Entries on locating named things
· · · · · · ·
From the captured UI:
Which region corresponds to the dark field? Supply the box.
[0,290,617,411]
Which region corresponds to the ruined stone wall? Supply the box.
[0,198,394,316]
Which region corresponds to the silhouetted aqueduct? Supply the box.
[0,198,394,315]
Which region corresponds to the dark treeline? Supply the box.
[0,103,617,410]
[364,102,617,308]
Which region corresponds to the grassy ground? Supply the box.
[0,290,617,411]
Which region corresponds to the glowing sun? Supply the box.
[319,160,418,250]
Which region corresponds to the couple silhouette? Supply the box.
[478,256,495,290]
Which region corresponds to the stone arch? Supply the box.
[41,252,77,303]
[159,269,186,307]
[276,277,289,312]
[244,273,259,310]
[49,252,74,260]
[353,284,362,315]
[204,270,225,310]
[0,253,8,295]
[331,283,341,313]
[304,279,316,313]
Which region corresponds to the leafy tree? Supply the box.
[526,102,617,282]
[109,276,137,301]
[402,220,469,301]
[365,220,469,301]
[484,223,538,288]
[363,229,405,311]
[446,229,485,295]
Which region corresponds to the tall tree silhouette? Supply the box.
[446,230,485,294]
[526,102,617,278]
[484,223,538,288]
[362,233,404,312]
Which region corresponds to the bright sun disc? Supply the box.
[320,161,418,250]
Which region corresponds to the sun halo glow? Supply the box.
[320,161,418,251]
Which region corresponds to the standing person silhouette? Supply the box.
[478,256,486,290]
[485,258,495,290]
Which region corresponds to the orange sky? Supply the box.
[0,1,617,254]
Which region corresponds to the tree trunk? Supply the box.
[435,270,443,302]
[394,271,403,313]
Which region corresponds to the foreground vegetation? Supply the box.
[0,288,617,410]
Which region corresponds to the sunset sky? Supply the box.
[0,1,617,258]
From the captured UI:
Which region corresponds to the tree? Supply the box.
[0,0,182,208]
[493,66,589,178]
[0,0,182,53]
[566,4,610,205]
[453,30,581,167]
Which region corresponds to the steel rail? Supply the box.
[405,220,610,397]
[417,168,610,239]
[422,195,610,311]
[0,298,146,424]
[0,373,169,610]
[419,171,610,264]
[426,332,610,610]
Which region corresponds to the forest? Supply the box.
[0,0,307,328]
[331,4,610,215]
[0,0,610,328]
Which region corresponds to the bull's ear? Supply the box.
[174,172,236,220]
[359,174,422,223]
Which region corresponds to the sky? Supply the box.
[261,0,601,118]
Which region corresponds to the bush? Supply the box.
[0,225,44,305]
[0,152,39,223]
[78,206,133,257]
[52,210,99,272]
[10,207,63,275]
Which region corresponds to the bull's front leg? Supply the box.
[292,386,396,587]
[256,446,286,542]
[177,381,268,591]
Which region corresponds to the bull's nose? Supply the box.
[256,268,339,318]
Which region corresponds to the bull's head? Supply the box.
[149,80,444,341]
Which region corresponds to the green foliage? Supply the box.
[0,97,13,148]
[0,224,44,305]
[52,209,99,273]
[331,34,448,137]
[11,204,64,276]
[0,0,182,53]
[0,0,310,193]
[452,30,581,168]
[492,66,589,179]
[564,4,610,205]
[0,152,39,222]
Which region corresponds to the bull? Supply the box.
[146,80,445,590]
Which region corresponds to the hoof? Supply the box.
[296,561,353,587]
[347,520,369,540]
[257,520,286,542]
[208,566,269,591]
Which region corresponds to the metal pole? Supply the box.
· · · · · · ·
Rewrite the data above, swapping every "region" for "area" and leaving everything else untouched.

### [The output]
From the captured UI:
Which area corresponds to the dark field? Supply the box.
[0,290,617,411]
Which area corresponds to the ruined stone wall? Supply the box.
[0,198,394,316]
Which area corresponds to the silhouetted aqueduct? Supply the box.
[0,198,394,315]
Which area corresponds to the dark treeline? Supply the box.
[0,103,617,410]
[364,102,617,308]
Which area corresponds to the grassy ground? Supply the box.
[0,290,617,411]
Which area corresponds to the glowing sun? Supply the box.
[319,160,418,250]
Which area corresponds to the couple silhouette? Supply the box.
[478,256,495,290]
Which area corresponds to the stone arch? Supply the box.
[41,252,77,303]
[159,269,186,307]
[276,277,289,312]
[244,273,259,310]
[49,252,74,260]
[353,284,362,315]
[204,270,225,310]
[0,253,8,295]
[331,283,341,313]
[304,279,316,313]
Which area corresponds to the leafy tree? Supply the box.
[526,102,617,282]
[109,276,137,301]
[402,220,469,301]
[365,220,469,301]
[484,223,538,288]
[363,229,405,311]
[446,229,485,295]
Which area corresponds to the tall tree silhouette? Supply the box.
[446,230,485,294]
[526,102,617,278]
[484,223,538,288]
[362,233,404,312]
Which area corresponds to the bright sun disc? Supply the box.
[320,161,418,250]
Which area corresponds to the sun halo glow? Supply the box.
[320,161,418,251]
Which area corresponds to the standing person silhouette? Supply the box.
[478,256,486,290]
[485,258,495,290]
Which area corresponds to the orange sky? Supply the box.
[0,1,617,254]
Which area corresponds to the tree trunk? Supply the box.
[435,270,443,302]
[394,271,403,313]
Which area corresponds to the foreground vegetation? Supply the box.
[0,288,617,410]
Which area corresponds to the sunset sky? Supply the box.
[0,1,617,258]
From the captured UI:
Which area corresponds to the tree? Supply the box.
[0,0,182,208]
[493,66,589,178]
[0,0,182,53]
[566,4,610,205]
[453,30,581,167]
Which area corresponds to the steel rail? Supply the box.
[405,220,610,397]
[417,168,610,239]
[422,195,610,311]
[0,298,146,424]
[0,373,169,610]
[419,171,610,264]
[426,332,610,610]
Which area corresponds to the forest? Supply the box.
[0,0,307,328]
[331,4,610,215]
[0,0,610,328]
Which area corresponds to the bull's ear? Supply the box.
[174,172,236,220]
[359,174,422,223]
Which area corresponds to the sky? Supply the box.
[261,0,601,118]
Which area corresponds to the bush? Supply the box.
[0,225,44,305]
[0,152,39,223]
[78,206,133,257]
[52,210,99,272]
[10,207,63,275]
Which area corresponds to the bull's front leg? Supply the box.
[292,386,396,587]
[256,446,286,542]
[177,381,268,591]
Which area corresponds to the bull's nose? Supply the box.
[256,268,339,318]
Which area corresponds to the bull's head? Supply the box.
[149,80,444,341]
Which area corresponds to the green foliage? Supply the box.
[0,97,13,148]
[0,224,44,305]
[52,209,99,273]
[331,34,448,137]
[11,204,64,276]
[0,0,182,53]
[0,0,310,193]
[452,30,581,168]
[492,66,589,179]
[564,4,610,205]
[0,152,39,222]
Which area corresponds to the bull? Supply the box.
[146,80,445,590]
Which area corresponds to the hoof? Supply the box.
[296,561,353,587]
[347,520,369,540]
[257,520,286,542]
[208,566,269,591]
Which area corresponds to the metal pole? Supply the box.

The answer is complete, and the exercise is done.